### Texte source

Mise en œuvre en Suisse de l'imposition minimale prévue par l'OCDE
- Source : Département fédéral des finances DFF
- Date : 2025-04-19
- Link
Le 1er janvier 2024, la Suisse a introduit l’imposition minimale de l’OCDE. Quelles sont les conséquences des différentes étapes de sa mise en œuvre sur la Constitution, le système fiscal, le budget de la Confédération et pour les entreprises concernées ?
L’essentiel en bref
La Suisse met en œuvre l’imposition minimale par voie d’ordonnance. Le peuple et les cantons ont adopté la modification constitutionnelle requise lors de la votation populaire du 18 juin 2023. Le 22 décembre 2023, le Conseil fédéral a décidé d’introduire l’imposition minimale en Suisse au 1er janvier 2024 au moyen d’un impôt complémentaire national. Le 4 septembre 2024, il a fixé l’entrée en vigueur de l’impôt complémentaire international basé sur la règle d’inclusion du revenu (Income Inclusion Rule, IIR) au 1er janvier 2025. Il s’assure ainsi que le pays ne perdra pas de substrat fiscal au profit de l’étranger et pose un cadre stable en la matière. Enfin, il dispose de six ans pour présenter au Parlement une loi fédérale qui devra remplacer l’ordonnance.

### Consigne
D'après le texte sur l'imposition minimale de l'OCDE, à quelle date le Conseil fédéral a-t-il fixé l'entrée en vigueur de l'impôt complémentaire international basé sur la règle d'inclusion du revenu ?

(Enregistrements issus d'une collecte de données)
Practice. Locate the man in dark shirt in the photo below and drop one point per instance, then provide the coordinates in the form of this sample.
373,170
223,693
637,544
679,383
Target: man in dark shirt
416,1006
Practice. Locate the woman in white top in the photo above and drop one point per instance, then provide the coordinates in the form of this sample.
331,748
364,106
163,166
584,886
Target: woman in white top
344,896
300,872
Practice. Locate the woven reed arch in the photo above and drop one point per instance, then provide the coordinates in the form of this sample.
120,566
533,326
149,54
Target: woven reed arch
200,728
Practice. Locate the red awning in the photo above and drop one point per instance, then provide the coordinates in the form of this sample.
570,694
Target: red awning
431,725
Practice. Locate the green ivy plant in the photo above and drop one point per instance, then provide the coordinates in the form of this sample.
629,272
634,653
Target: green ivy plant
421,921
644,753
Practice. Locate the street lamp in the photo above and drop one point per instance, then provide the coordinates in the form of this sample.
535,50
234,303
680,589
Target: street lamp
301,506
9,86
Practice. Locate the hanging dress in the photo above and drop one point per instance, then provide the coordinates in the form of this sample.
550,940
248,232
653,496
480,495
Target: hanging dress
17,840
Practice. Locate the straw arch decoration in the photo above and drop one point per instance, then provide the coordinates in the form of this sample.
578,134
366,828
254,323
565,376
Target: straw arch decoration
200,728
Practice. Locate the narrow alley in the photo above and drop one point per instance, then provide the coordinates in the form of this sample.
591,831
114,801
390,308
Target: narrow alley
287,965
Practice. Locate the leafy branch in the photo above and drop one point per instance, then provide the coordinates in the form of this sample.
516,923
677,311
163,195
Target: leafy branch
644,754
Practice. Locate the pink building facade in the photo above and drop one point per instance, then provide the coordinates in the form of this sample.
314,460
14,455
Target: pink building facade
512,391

### Réponse attendue
Au 1er janvier 2025.